- **DATASET RECORDS**
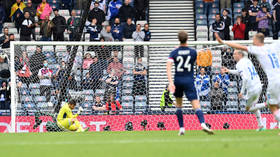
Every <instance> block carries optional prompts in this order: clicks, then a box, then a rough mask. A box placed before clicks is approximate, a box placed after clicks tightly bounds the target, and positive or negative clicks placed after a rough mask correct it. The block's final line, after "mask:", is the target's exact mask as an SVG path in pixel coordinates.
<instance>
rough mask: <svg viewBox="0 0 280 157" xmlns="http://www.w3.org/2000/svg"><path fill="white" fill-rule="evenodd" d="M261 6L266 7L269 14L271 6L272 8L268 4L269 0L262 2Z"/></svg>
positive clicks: (268, 2)
mask: <svg viewBox="0 0 280 157" xmlns="http://www.w3.org/2000/svg"><path fill="white" fill-rule="evenodd" d="M260 6H265V7H266V8H267V12H270V11H271V6H270V4H269V2H267V0H262V1H261V3H260Z"/></svg>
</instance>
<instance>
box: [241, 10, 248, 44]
mask: <svg viewBox="0 0 280 157" xmlns="http://www.w3.org/2000/svg"><path fill="white" fill-rule="evenodd" d="M241 22H242V23H244V24H245V26H246V28H245V36H244V39H245V40H249V27H250V25H249V15H248V12H247V10H246V9H242V14H241Z"/></svg>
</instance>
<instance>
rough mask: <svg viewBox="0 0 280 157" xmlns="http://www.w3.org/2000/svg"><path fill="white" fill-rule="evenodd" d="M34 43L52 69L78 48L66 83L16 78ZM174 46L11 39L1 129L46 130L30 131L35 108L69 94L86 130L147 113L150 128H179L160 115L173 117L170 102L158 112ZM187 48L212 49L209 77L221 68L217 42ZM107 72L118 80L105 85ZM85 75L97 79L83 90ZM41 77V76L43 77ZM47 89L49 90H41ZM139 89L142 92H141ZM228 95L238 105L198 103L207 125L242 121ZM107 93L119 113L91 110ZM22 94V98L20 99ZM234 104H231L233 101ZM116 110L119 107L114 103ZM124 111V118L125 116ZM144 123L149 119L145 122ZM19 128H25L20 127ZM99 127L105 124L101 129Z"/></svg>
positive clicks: (36, 47)
mask: <svg viewBox="0 0 280 157" xmlns="http://www.w3.org/2000/svg"><path fill="white" fill-rule="evenodd" d="M231 42H235V43H240V44H244V45H251V44H252V41H231ZM272 42H273V40H266V41H265V43H266V44H269V43H272ZM38 46H39V47H40V48H41V49H42V53H43V54H44V55H45V57H44V60H47V62H48V65H47V66H48V68H49V70H50V71H51V72H52V73H55V72H57V71H59V70H61V69H62V65H61V64H62V62H63V61H64V63H65V64H66V65H65V66H67V65H68V63H67V59H66V58H67V55H68V56H69V55H71V54H67V53H68V52H67V47H69V46H79V47H78V53H79V54H77V55H78V57H79V59H77V58H76V59H75V61H74V65H73V67H70V68H71V69H72V70H71V78H67V79H68V80H69V82H67V83H66V86H63V87H61V84H60V82H59V81H60V79H61V78H59V79H58V78H57V76H56V78H55V79H56V80H55V82H54V77H53V75H54V74H52V77H51V78H49V77H48V76H43V77H41V75H40V78H39V77H38V76H39V75H38V74H34V73H32V67H28V68H29V70H30V69H31V70H30V71H31V73H32V74H31V73H30V74H29V76H24V75H21V77H20V78H19V75H20V74H23V73H25V72H26V71H27V69H24V70H23V71H21V70H22V68H23V67H24V66H31V65H30V63H28V65H25V63H24V61H26V60H24V59H23V60H24V61H22V60H20V58H21V57H22V55H23V52H25V53H26V54H27V58H28V61H30V60H32V59H33V61H34V57H33V58H32V55H34V54H35V53H34V51H36V48H37V47H38ZM178 46H179V42H130V41H125V42H21V41H15V42H11V46H10V47H11V48H10V68H11V70H10V71H11V116H10V118H11V120H10V129H7V130H6V132H21V131H23V132H25V131H26V132H38V131H46V130H45V128H44V127H45V126H41V127H40V128H39V129H34V130H32V127H33V125H34V121H35V120H34V116H35V113H36V112H38V110H39V111H40V112H46V113H48V114H49V113H54V106H55V105H63V103H64V102H67V101H69V99H71V98H78V99H80V100H79V103H78V104H79V105H80V106H83V107H84V108H87V109H88V110H86V111H84V113H82V114H81V120H84V121H85V122H84V123H83V125H84V126H89V125H94V128H93V129H90V130H91V131H93V130H97V131H101V130H106V127H108V126H109V128H110V126H111V129H112V130H118V131H121V130H124V128H125V127H124V126H123V124H126V125H125V126H127V124H128V122H139V121H141V126H142V122H143V120H148V118H149V117H152V118H151V119H150V120H153V118H154V119H155V122H154V123H155V124H153V125H154V128H153V129H151V130H156V129H155V128H160V127H159V126H160V124H161V123H160V122H162V121H164V122H165V125H167V126H166V128H167V129H169V130H172V129H174V128H177V127H178V126H177V125H176V123H174V124H171V121H175V119H174V117H172V118H170V119H168V120H167V121H165V120H164V119H162V118H165V115H167V116H173V115H174V109H175V108H174V106H173V107H172V106H171V107H168V106H165V107H164V110H163V107H162V106H161V100H162V99H161V98H162V93H163V91H164V89H165V87H166V85H167V83H168V81H167V77H166V71H165V63H166V60H167V58H168V55H169V53H170V52H171V51H172V50H173V49H175V48H176V47H178ZM188 46H190V47H192V48H195V49H197V51H201V50H207V49H209V50H211V53H212V55H213V59H212V60H213V64H212V65H211V67H212V70H210V71H211V74H210V75H211V79H212V80H213V79H214V77H215V75H216V73H217V72H218V70H219V69H220V68H221V66H222V59H221V55H220V54H219V53H221V52H222V50H223V49H224V48H225V46H221V45H220V44H219V43H218V42H216V41H189V42H188ZM99 47H106V48H107V49H108V51H109V52H110V54H109V55H110V56H107V54H105V53H104V52H103V51H102V52H99V49H98V48H99ZM139 47H140V48H139ZM141 47H143V48H141ZM107 49H106V50H107ZM86 54H91V57H92V59H93V60H94V58H95V57H96V58H98V61H97V62H100V63H98V64H100V67H101V69H100V67H93V70H97V71H98V70H100V71H98V72H100V75H102V77H99V76H98V77H97V76H96V75H97V74H96V73H95V71H94V73H93V74H90V71H91V70H90V65H91V64H92V63H94V64H95V61H92V60H90V61H88V62H89V63H88V64H86V63H85V60H86V59H87V58H86ZM141 54H143V56H141ZM135 55H139V56H140V58H142V62H141V65H143V67H145V68H144V69H145V70H146V74H145V75H143V77H142V75H140V74H136V73H134V71H135V67H136V66H140V65H138V64H137V63H138V61H137V58H139V57H136V56H135ZM215 55H216V56H215ZM229 55H230V54H229ZM38 56H40V55H38ZM31 58H32V59H31ZM114 58H116V59H118V61H116V62H118V63H116V64H118V65H117V66H116V67H117V68H119V67H118V66H119V65H121V67H122V68H123V69H121V71H118V70H113V69H114V66H115V65H114V64H115V62H114ZM37 59H38V61H36V58H35V65H34V63H33V65H32V66H35V67H36V66H38V65H36V63H37V64H38V63H39V60H40V64H42V65H41V66H39V67H40V68H38V67H37V69H36V70H35V71H36V72H39V71H40V69H42V68H43V64H44V63H43V62H44V60H43V59H42V58H37ZM21 61H22V63H21V64H23V65H21V66H20V67H18V65H17V64H18V62H21ZM49 61H50V62H49ZM113 62H114V64H112V65H110V63H113ZM84 63H85V64H84ZM83 66H85V67H83ZM234 66H235V64H234V63H233V62H231V63H230V67H234ZM112 67H113V68H112ZM52 68H53V69H52ZM137 68H138V67H137ZM33 69H34V68H33ZM54 69H55V70H54ZM109 69H110V70H109ZM139 69H141V68H139ZM144 69H142V70H144ZM194 69H195V75H197V74H199V71H198V69H199V68H198V67H195V68H194ZM47 72H48V71H47ZM111 72H112V73H114V74H112V75H114V76H117V78H118V79H117V80H116V81H117V82H118V83H117V84H116V85H114V88H111V87H110V85H108V82H110V81H111V80H114V79H113V77H112V75H111ZM173 72H174V70H173ZM101 73H102V74H101ZM120 73H122V74H120ZM46 75H47V74H46ZM86 75H92V76H89V77H91V78H96V77H97V78H98V79H97V82H98V83H96V82H95V81H92V80H91V82H90V83H89V84H88V86H90V87H89V88H87V86H86V85H87V84H85V86H83V85H84V84H83V83H84V82H83V79H84V78H86V77H87V76H86ZM98 75H99V73H98ZM136 75H137V76H136ZM62 76H63V75H62ZM29 77H36V78H37V77H38V78H37V81H34V79H32V78H29ZM108 77H109V78H110V81H108V80H107V81H108V82H107V81H106V79H107V78H108ZM111 77H112V78H111ZM138 77H139V78H138ZM261 77H262V76H261ZM140 78H141V79H143V80H145V81H144V84H143V83H142V84H141V83H139V82H140V81H139V82H138V83H137V81H136V80H140ZM22 79H23V80H22ZM42 79H45V80H43V81H42ZM230 79H231V81H232V82H237V83H238V82H240V81H238V80H235V79H237V78H235V77H232V78H230ZM212 80H210V81H212ZM48 81H50V82H48ZM46 82H47V84H48V83H50V84H51V87H45V85H42V84H41V83H46ZM135 82H136V83H135ZM32 85H34V88H33V87H31V86H32ZM72 86H75V87H73V89H72ZM143 86H144V87H143ZM210 86H211V87H212V86H213V85H212V82H211V84H210ZM61 88H66V89H67V90H65V91H67V94H68V95H69V97H67V98H65V100H63V103H62V104H56V103H57V102H58V101H57V98H56V97H57V96H59V95H60V94H62V93H59V91H60V89H61ZM108 88H109V89H108ZM234 88H236V90H238V86H234ZM111 89H113V91H114V92H111ZM46 90H47V91H48V92H46ZM142 90H145V92H144V91H142ZM42 91H43V92H42ZM135 91H137V92H138V93H140V94H137V92H136V94H135ZM108 93H109V94H108ZM232 93H234V92H232ZM63 94H65V93H63ZM235 94H236V93H235ZM232 95H233V97H234V98H233V100H234V101H231V100H230V98H229V99H228V100H227V102H226V101H225V104H224V105H225V106H227V105H228V104H230V103H229V102H232V103H238V105H237V106H238V107H237V108H236V107H235V108H229V109H225V110H221V112H216V111H213V112H212V111H211V110H212V107H211V101H210V96H207V101H205V100H203V101H202V102H201V106H202V109H203V111H204V112H205V113H209V117H211V116H212V118H213V119H212V123H215V122H214V119H215V118H218V117H215V116H213V115H217V114H219V113H221V114H230V115H232V117H235V116H237V118H241V119H242V118H243V119H244V117H242V114H243V113H244V110H242V109H241V108H242V107H241V106H242V105H240V104H241V102H239V100H236V99H235V96H236V95H235V96H234V94H232ZM110 96H112V97H114V99H116V100H118V101H119V102H120V104H121V106H122V110H121V111H120V112H116V111H111V110H110V111H107V110H108V108H109V109H112V108H113V107H112V106H110V105H109V107H108V106H107V105H104V106H106V107H105V108H104V111H103V112H99V111H98V112H97V111H96V112H93V105H94V103H95V101H96V100H95V98H96V97H100V98H101V99H102V101H103V103H104V104H106V102H107V100H108V101H109V97H110ZM23 98H25V100H23ZM53 98H54V99H53ZM172 98H173V97H172ZM55 99H56V100H55ZM184 99H185V101H184V113H192V112H191V106H190V104H189V103H188V101H186V98H184ZM173 100H174V98H173ZM209 103H210V104H209ZM109 104H110V101H109ZM233 106H236V105H235V104H233ZM23 107H24V109H23ZM243 107H244V106H243ZM116 108H118V106H117V107H116ZM19 111H20V112H19ZM74 112H75V113H76V112H77V108H75V109H74ZM266 113H268V112H266ZM125 115H126V116H127V117H125ZM154 115H157V116H159V117H153V116H154ZM112 116H116V117H118V118H119V119H118V120H119V121H114V120H112V119H113V118H112ZM122 116H123V117H122ZM133 116H134V117H135V118H136V120H135V119H134V118H133ZM143 116H144V117H143ZM243 116H244V115H243ZM94 119H98V122H92V121H91V120H94ZM49 120H50V118H49V117H47V115H44V116H43V122H45V123H46V121H49ZM108 121H112V123H113V122H114V123H116V124H112V123H108ZM270 121H271V122H272V121H273V119H271V120H270ZM270 121H269V122H270ZM18 122H20V123H21V124H20V125H21V126H20V125H19V124H18ZM24 122H26V123H24ZM164 122H163V123H164ZM104 123H105V124H104ZM148 123H151V122H150V121H149V120H148ZM191 123H192V122H191ZM193 123H195V122H193ZM209 123H211V122H209ZM247 123H248V126H247V127H244V129H252V128H253V127H254V126H255V122H251V121H250V122H249V121H248V122H247ZM249 123H250V124H249ZM143 124H144V122H143ZM42 125H43V124H42ZM117 125H120V126H117ZM168 125H172V126H168ZM232 125H233V124H232ZM113 126H114V128H113ZM141 126H139V127H138V128H137V127H136V130H141V128H142V127H141ZM21 127H22V128H24V129H21ZM101 127H104V128H103V129H102V128H101ZM215 127H216V126H215ZM215 127H214V128H215ZM197 128H198V127H193V128H191V129H197ZM217 128H221V126H217ZM233 128H234V127H233ZM235 128H236V129H242V127H240V126H238V127H235ZM107 129H108V128H107Z"/></svg>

- **PROBLEM**
Please report every line of the records above that contains the word "rough".

- **SOLUTION FOR THIS EXERCISE**
Every <instance> block carries optional prompts in this order: clicks, then a box, then a rough mask. A box placed before clicks is approximate, a box placed after clicks tightly bounds the target, and positive or negative clicks placed after a rough mask correct it. The block's final line, after "mask:", is the target's exact mask as an SVG path in pixel coordinates.
rough mask: <svg viewBox="0 0 280 157" xmlns="http://www.w3.org/2000/svg"><path fill="white" fill-rule="evenodd" d="M261 6L266 7L269 14L271 6L272 8L268 4L269 0L262 2Z"/></svg>
rough mask: <svg viewBox="0 0 280 157" xmlns="http://www.w3.org/2000/svg"><path fill="white" fill-rule="evenodd" d="M34 43L52 69L78 48L66 83L16 78ZM174 46L11 39L1 129L46 130L30 131L35 108L69 94L86 130L147 113L150 128H179L160 115L173 117L170 102L158 112ZM187 48L212 49L209 77L221 68L217 42ZM107 72L118 80L105 85ZM85 75L97 79L83 90ZM41 77V76L43 77ZM47 89L49 90H41ZM139 89L142 92H141ZM228 95L238 105L198 103L207 125L242 121ZM107 93L119 113L91 110ZM22 94V98L20 99ZM234 104H231L233 101ZM116 110L119 107L114 103ZM124 111V118L125 116ZM144 123L149 119L145 122ZM19 128H25L20 127ZM99 127L105 124L101 129Z"/></svg>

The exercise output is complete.